[start of Given records]

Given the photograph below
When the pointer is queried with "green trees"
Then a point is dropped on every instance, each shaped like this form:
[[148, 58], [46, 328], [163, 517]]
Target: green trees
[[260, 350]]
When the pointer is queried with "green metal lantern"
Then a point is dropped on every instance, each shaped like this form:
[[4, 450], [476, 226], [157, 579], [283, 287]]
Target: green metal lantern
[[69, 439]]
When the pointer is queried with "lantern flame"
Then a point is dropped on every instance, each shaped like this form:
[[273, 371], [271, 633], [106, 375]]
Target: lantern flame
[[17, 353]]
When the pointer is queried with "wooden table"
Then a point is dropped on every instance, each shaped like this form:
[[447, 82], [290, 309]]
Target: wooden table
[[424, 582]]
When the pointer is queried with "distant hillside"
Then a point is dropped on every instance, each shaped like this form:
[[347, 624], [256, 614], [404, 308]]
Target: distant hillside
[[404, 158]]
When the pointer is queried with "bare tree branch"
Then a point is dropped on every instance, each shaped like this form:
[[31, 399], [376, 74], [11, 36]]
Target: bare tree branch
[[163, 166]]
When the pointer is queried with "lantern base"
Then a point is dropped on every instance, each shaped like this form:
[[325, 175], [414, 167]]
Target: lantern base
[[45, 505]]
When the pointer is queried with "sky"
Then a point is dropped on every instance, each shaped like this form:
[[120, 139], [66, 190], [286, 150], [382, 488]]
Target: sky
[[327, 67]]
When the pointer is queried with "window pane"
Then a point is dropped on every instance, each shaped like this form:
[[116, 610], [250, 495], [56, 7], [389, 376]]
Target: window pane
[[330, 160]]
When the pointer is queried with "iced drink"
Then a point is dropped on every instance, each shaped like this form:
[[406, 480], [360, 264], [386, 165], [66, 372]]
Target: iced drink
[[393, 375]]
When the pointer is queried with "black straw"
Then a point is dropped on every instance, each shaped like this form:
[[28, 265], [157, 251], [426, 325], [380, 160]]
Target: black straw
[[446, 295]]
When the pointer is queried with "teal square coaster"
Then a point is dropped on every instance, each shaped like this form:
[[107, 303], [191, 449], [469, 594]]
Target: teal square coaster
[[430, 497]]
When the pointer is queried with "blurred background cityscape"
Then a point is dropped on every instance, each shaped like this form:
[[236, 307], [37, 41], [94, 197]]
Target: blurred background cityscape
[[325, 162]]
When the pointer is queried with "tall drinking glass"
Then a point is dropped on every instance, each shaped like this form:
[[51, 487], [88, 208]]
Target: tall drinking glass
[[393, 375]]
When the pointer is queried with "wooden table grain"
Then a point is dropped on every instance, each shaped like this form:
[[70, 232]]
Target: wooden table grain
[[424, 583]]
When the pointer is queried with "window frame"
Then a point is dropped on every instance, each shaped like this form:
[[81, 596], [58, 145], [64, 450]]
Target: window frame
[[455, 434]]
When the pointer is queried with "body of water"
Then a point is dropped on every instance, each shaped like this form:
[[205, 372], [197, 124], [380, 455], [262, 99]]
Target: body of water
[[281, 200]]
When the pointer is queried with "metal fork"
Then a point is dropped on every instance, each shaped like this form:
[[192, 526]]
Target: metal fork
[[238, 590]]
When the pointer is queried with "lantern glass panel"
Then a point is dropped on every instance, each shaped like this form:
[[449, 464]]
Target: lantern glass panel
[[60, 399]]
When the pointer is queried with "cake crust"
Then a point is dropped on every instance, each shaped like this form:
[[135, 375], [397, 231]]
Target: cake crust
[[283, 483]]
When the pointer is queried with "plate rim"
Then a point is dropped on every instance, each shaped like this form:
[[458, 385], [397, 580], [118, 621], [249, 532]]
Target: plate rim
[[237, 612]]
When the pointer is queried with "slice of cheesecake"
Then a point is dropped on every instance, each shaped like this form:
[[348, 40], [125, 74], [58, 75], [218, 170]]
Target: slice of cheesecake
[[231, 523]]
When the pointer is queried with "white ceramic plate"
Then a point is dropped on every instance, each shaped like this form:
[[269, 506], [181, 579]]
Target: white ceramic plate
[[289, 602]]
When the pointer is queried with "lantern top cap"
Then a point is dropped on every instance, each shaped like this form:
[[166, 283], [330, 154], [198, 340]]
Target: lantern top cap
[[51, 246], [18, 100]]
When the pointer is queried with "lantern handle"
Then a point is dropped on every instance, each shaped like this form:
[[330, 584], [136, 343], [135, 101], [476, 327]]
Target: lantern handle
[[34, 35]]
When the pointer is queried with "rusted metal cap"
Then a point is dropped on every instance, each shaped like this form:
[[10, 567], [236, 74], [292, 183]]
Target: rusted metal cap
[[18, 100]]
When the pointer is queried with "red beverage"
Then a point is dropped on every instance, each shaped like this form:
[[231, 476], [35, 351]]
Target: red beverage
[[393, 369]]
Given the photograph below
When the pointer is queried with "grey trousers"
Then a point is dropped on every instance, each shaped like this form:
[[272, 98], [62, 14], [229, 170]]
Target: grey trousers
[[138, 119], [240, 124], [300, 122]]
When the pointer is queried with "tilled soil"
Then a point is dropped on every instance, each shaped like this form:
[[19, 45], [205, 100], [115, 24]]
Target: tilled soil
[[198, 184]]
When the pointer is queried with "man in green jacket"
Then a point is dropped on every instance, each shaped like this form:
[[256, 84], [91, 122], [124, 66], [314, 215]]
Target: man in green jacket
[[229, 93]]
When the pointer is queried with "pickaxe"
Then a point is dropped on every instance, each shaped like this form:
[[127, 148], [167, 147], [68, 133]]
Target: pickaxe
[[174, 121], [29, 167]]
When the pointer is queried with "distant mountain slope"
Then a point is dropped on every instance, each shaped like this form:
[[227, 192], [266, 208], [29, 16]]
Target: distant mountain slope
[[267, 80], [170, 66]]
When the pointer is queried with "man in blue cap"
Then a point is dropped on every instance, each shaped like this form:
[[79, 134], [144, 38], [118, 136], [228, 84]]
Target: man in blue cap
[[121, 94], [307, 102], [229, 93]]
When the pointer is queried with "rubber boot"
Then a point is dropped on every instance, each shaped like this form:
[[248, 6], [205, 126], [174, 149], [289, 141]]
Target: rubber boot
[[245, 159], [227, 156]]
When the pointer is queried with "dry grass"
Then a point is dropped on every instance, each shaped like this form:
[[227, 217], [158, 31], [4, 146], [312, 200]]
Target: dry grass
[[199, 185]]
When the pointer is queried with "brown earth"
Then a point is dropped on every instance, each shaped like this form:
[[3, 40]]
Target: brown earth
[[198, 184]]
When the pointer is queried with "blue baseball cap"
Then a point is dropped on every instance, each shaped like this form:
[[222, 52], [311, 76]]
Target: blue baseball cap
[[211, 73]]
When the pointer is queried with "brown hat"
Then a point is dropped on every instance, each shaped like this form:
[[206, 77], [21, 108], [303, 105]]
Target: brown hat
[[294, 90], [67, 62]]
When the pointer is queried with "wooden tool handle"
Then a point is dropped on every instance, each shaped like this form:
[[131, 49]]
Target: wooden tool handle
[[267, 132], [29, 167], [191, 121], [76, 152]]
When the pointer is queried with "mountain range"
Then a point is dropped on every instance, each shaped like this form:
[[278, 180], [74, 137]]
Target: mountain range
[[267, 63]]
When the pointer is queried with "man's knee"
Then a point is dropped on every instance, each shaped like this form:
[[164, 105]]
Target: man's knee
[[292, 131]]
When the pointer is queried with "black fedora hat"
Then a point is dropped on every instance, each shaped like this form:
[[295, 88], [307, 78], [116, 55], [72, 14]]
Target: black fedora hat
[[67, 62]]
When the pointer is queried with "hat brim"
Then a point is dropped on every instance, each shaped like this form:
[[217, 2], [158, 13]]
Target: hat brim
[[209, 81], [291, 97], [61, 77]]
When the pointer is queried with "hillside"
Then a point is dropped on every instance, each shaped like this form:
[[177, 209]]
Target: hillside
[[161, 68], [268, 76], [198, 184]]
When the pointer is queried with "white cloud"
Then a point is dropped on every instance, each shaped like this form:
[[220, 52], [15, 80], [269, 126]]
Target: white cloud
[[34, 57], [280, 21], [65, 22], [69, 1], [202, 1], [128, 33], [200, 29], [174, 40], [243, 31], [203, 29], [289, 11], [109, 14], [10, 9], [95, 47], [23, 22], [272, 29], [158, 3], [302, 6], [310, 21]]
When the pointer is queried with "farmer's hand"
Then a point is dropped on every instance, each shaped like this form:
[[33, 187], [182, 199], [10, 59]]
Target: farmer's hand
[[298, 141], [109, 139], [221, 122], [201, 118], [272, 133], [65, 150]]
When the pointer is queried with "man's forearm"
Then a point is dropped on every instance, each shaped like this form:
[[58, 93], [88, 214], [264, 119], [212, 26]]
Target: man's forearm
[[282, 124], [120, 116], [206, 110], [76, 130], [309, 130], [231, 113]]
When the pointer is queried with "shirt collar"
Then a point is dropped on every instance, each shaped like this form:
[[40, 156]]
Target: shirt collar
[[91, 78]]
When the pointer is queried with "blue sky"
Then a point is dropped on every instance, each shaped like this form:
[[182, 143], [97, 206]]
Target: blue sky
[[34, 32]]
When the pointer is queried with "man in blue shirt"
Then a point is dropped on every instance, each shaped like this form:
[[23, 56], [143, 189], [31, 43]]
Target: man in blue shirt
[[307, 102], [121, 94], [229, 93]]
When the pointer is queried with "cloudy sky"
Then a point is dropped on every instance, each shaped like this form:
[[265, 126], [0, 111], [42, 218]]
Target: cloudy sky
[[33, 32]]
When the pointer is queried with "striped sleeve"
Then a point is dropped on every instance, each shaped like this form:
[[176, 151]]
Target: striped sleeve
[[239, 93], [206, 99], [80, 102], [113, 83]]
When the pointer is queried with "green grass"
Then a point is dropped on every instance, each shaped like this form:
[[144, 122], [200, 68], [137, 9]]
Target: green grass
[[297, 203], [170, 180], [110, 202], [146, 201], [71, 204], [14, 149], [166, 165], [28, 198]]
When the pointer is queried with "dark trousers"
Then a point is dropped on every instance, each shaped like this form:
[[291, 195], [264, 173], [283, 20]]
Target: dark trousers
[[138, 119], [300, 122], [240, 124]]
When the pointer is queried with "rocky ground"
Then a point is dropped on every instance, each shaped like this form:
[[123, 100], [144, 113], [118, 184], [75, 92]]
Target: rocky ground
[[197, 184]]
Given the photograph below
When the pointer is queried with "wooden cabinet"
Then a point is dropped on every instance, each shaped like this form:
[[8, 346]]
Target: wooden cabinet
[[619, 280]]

[end of Given records]

Description of the task: Rewrite in full the lines from the start through the line containing "[[69, 439]]", both ends included. Scale only the answer coordinates by 1.05, rounding each to a whole number with halves rounded up, and leave all other numbers unchanged.

Solution:
Given the photograph below
When the pointer is queried with "green trees"
Then a point is dropped on every instance, each shaped like this form:
[[148, 58], [46, 328], [163, 517]]
Target: green trees
[[273, 368]]
When the pointer is queried with "green metal lantern"
Then a point is dropped on every instance, each shaped like this form:
[[4, 450], [476, 226], [157, 579], [283, 287]]
Target: green metal lantern
[[72, 461]]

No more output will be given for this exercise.